INPUT FOR THIS TASK
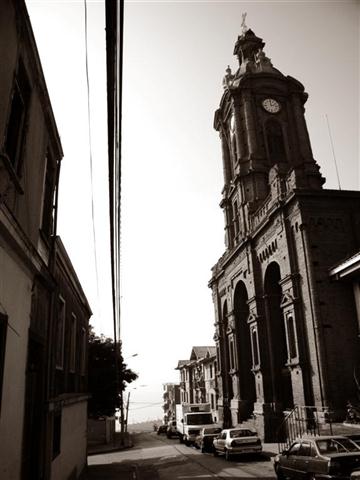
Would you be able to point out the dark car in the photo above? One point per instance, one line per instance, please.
(322, 457)
(204, 440)
(161, 429)
(171, 429)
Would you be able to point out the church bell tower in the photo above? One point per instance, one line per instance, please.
(281, 324)
(263, 130)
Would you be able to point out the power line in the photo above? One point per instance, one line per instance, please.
(91, 161)
(333, 151)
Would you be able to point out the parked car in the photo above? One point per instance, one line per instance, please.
(204, 440)
(234, 441)
(161, 429)
(171, 429)
(321, 457)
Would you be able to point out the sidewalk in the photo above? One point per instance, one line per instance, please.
(97, 448)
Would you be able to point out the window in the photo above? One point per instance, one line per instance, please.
(255, 346)
(235, 218)
(83, 343)
(294, 450)
(305, 449)
(72, 363)
(48, 204)
(15, 132)
(232, 354)
(292, 350)
(60, 332)
(56, 434)
(3, 330)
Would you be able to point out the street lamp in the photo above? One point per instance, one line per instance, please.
(127, 405)
(122, 418)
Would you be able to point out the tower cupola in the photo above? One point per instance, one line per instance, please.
(265, 143)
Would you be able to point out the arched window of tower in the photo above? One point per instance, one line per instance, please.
(275, 142)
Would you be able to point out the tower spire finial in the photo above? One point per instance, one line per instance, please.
(244, 28)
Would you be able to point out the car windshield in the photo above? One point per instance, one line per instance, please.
(210, 431)
(241, 433)
(199, 419)
(336, 445)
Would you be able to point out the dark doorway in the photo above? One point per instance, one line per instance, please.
(280, 375)
(246, 376)
(33, 420)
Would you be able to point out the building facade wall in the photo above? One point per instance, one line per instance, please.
(71, 461)
(14, 278)
(30, 155)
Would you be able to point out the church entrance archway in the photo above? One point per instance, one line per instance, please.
(246, 376)
(280, 375)
(228, 390)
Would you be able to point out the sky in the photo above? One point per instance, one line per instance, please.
(175, 56)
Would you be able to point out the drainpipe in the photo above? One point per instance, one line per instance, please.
(49, 342)
(316, 317)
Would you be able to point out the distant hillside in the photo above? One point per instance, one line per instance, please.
(147, 426)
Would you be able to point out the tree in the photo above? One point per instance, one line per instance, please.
(105, 380)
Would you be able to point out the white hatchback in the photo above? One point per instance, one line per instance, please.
(235, 441)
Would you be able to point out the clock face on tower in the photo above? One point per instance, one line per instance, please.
(271, 105)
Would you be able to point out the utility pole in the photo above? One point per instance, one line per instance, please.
(127, 412)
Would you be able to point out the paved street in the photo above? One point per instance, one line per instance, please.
(155, 457)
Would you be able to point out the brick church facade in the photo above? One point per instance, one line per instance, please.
(286, 333)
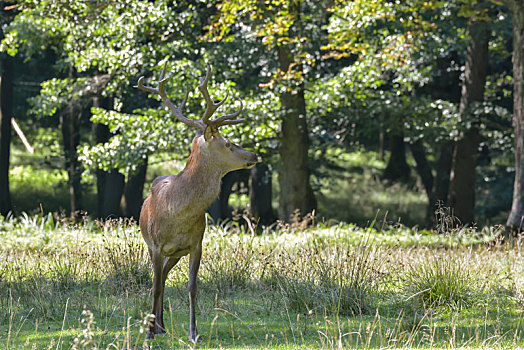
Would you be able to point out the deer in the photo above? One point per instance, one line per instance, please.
(172, 220)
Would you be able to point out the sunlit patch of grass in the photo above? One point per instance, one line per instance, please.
(325, 286)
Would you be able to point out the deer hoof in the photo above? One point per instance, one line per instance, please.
(193, 337)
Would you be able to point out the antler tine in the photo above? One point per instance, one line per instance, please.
(177, 111)
(225, 119)
(211, 106)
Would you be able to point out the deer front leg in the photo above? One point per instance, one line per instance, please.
(157, 325)
(169, 263)
(194, 264)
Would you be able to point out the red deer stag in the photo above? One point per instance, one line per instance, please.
(172, 220)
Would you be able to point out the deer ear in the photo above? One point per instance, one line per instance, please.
(208, 133)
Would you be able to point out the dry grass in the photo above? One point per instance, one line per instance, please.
(88, 286)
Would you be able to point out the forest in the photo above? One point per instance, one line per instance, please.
(354, 108)
(385, 209)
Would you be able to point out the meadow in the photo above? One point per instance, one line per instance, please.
(301, 285)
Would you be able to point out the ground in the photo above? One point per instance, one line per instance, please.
(88, 286)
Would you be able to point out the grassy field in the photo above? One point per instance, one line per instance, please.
(88, 286)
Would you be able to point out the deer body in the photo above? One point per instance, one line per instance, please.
(172, 220)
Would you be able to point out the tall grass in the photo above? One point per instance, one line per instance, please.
(88, 286)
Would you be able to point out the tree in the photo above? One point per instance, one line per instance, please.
(6, 112)
(462, 186)
(516, 215)
(282, 28)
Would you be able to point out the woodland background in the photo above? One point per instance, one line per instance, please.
(406, 108)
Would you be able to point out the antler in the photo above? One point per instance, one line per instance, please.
(211, 106)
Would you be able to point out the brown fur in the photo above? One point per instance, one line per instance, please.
(172, 220)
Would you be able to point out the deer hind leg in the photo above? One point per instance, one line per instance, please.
(157, 326)
(194, 264)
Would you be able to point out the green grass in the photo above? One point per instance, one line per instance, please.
(88, 286)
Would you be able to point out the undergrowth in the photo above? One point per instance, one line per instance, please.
(88, 286)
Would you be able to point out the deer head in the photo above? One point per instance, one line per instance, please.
(208, 144)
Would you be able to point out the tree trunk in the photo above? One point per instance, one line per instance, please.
(423, 168)
(219, 209)
(134, 192)
(440, 191)
(70, 126)
(6, 111)
(516, 214)
(462, 187)
(397, 168)
(260, 194)
(109, 184)
(295, 188)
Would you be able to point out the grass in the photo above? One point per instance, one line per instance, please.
(87, 286)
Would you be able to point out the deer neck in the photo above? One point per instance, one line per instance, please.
(201, 179)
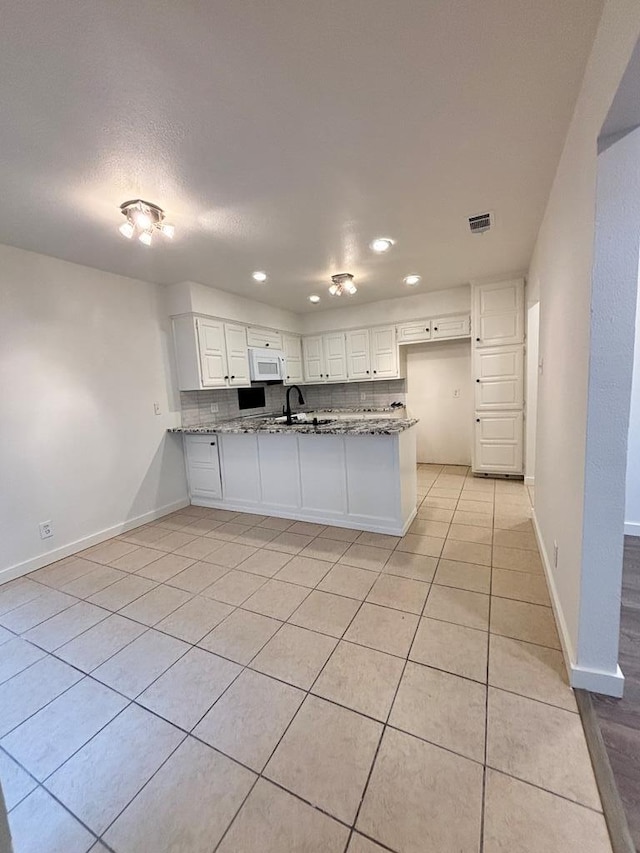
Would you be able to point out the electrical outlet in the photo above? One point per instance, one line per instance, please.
(46, 529)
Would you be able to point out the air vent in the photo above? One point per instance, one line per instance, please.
(481, 223)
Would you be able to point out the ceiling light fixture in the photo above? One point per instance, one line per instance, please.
(381, 244)
(143, 219)
(342, 283)
(412, 280)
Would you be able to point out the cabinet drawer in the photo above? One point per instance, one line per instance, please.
(263, 338)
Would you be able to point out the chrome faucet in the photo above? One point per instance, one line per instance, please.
(287, 411)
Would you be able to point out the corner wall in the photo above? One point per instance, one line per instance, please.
(562, 263)
(84, 355)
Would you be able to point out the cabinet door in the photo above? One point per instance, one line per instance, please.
(498, 313)
(411, 333)
(213, 360)
(237, 355)
(499, 377)
(263, 338)
(203, 466)
(358, 354)
(292, 347)
(335, 357)
(497, 447)
(451, 327)
(384, 353)
(313, 359)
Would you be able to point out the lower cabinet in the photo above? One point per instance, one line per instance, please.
(498, 441)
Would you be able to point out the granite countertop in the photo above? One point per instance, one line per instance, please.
(355, 426)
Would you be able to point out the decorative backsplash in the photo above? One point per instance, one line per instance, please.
(196, 405)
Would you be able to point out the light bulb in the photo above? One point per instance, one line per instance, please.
(142, 219)
(381, 244)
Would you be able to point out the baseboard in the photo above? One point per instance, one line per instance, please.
(632, 528)
(71, 548)
(598, 681)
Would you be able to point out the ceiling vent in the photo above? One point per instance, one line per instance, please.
(481, 223)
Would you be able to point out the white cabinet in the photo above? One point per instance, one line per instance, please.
(264, 338)
(358, 354)
(498, 313)
(213, 361)
(335, 357)
(237, 355)
(414, 333)
(203, 466)
(292, 347)
(458, 326)
(498, 443)
(313, 359)
(384, 353)
(499, 377)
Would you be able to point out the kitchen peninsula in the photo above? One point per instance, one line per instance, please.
(348, 472)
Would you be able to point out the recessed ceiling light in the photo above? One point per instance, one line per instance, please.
(381, 244)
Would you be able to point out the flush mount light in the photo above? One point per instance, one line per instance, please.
(412, 280)
(342, 283)
(143, 219)
(381, 244)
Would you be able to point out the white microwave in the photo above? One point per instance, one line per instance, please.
(266, 365)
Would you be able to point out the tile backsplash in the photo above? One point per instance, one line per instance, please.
(196, 405)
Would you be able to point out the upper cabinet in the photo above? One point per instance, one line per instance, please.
(264, 338)
(498, 313)
(292, 347)
(210, 353)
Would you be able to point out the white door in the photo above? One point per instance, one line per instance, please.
(498, 313)
(237, 354)
(335, 357)
(384, 353)
(313, 360)
(203, 466)
(358, 354)
(498, 443)
(292, 347)
(213, 360)
(451, 327)
(414, 333)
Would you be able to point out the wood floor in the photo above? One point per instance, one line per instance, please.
(620, 718)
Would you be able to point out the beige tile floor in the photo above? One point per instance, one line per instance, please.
(221, 681)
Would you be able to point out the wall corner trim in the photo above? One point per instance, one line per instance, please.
(597, 681)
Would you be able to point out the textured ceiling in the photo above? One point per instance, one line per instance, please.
(285, 134)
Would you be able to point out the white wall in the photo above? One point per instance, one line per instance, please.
(632, 496)
(84, 355)
(434, 371)
(562, 263)
(347, 315)
(188, 297)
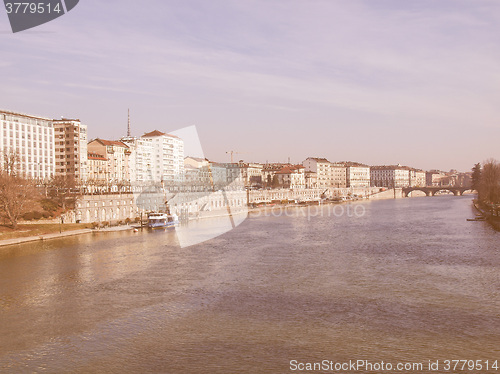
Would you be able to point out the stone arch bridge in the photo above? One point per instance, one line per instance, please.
(431, 191)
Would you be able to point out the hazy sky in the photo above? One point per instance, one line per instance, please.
(410, 82)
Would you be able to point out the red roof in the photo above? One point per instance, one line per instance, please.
(96, 156)
(110, 142)
(157, 133)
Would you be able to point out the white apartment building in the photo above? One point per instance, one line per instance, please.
(292, 177)
(33, 140)
(358, 175)
(325, 177)
(390, 176)
(140, 159)
(339, 173)
(167, 157)
(117, 154)
(417, 178)
(71, 149)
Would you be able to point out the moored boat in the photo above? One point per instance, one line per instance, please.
(162, 220)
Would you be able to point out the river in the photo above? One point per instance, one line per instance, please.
(406, 280)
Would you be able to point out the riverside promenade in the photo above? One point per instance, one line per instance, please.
(27, 239)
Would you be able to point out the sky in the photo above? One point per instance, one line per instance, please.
(374, 81)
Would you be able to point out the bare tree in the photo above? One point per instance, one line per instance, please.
(17, 197)
(490, 181)
(17, 194)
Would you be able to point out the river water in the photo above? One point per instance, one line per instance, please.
(407, 280)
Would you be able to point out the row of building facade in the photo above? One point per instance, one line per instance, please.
(49, 148)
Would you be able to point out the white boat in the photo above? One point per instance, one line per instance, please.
(162, 220)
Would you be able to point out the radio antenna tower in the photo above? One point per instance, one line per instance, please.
(128, 126)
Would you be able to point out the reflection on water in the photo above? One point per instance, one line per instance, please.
(410, 280)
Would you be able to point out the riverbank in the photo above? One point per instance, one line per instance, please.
(27, 239)
(493, 220)
(32, 232)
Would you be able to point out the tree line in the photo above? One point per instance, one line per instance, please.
(28, 198)
(486, 181)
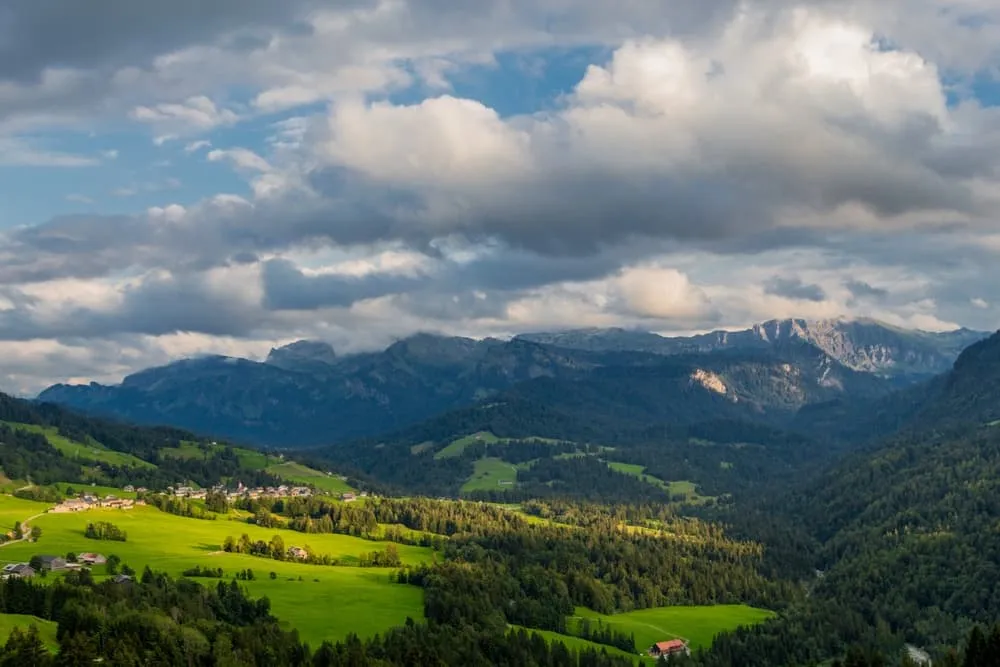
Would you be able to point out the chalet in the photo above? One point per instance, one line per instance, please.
(21, 570)
(670, 647)
(71, 505)
(52, 563)
(92, 559)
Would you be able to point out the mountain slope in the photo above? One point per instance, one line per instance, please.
(863, 344)
(295, 399)
(305, 396)
(45, 443)
(908, 529)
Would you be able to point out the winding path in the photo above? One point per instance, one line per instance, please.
(25, 530)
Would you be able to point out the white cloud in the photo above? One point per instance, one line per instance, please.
(722, 164)
(195, 146)
(241, 158)
(195, 114)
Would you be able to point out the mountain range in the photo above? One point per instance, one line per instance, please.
(860, 344)
(305, 394)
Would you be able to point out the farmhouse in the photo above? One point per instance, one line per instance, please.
(22, 570)
(72, 505)
(669, 647)
(52, 563)
(92, 559)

EXERCISE DETAILS
Rewrite the lines of the listing above as a Markdown table with the columns "Row" and "Line". Start at the line containing "Would you be able to point out the mountain range", end at the last line of the listing, and leave out blank lines.

TASK RESPONSE
| Row | Line |
|---|---|
| 1 | Would you be able to point out the mountain range in the photo above? One point per instance, one line per instance, please. |
| 2 | (860, 344) |
| 3 | (305, 394) |
| 4 | Would you be able to point out the farmhouse in the photo above? One point per instance, one line per instance, please. |
| 5 | (22, 570) |
| 6 | (72, 505) |
| 7 | (669, 647) |
| 8 | (52, 563) |
| 9 | (92, 559) |